▶ [Task goal] Repeat verbatim the part of the entries below that opens with the line containing "of the dresser" and closes with the line containing "column 524, row 233", including both of those lines.
###
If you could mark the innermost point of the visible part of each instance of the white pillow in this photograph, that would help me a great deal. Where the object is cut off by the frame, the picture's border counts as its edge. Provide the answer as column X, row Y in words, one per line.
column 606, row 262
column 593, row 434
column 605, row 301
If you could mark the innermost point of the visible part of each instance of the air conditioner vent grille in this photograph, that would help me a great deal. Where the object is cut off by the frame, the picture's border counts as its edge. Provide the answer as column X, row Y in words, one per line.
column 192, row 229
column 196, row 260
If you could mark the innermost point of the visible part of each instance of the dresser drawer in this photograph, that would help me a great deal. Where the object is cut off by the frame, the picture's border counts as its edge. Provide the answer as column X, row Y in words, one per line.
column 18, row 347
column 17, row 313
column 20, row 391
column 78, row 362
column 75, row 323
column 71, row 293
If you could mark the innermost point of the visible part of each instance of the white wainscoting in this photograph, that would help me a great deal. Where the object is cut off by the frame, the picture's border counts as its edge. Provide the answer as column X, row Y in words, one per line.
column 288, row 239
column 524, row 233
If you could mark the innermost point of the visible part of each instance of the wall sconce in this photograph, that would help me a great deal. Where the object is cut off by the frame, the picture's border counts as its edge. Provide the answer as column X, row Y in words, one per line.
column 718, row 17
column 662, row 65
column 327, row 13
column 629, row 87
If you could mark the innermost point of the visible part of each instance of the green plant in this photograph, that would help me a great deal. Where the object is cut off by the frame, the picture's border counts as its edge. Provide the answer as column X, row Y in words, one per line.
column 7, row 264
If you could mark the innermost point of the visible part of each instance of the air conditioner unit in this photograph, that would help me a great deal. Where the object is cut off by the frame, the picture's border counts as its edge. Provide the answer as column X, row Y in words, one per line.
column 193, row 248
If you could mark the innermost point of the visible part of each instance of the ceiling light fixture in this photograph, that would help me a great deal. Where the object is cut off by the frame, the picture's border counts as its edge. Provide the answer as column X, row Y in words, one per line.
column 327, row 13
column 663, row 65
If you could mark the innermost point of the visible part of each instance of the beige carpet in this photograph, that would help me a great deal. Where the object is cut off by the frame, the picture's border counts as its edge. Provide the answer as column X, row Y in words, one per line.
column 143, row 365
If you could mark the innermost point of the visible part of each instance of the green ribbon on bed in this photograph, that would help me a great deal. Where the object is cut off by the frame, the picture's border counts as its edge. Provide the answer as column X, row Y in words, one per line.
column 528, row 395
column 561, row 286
###
▶ [Written solution]
If you could mark the innermost point of the visible part of each instance of the dresser drawer in this photograph, that would help me a great deal. Where the object is cut off by the frame, the picture's border counts as its edge. Provide the answer as column X, row Y in words, one per line.
column 18, row 347
column 17, row 313
column 20, row 391
column 78, row 362
column 75, row 323
column 71, row 293
If you could mark the innermost point of the visible part of each instance of the white wainscoting in this photograph, that would help me a great deal. Where the object is cut off by the frame, the picture's border counts as its edge. Provide the answer as column X, row Y in words, one per line.
column 288, row 239
column 524, row 233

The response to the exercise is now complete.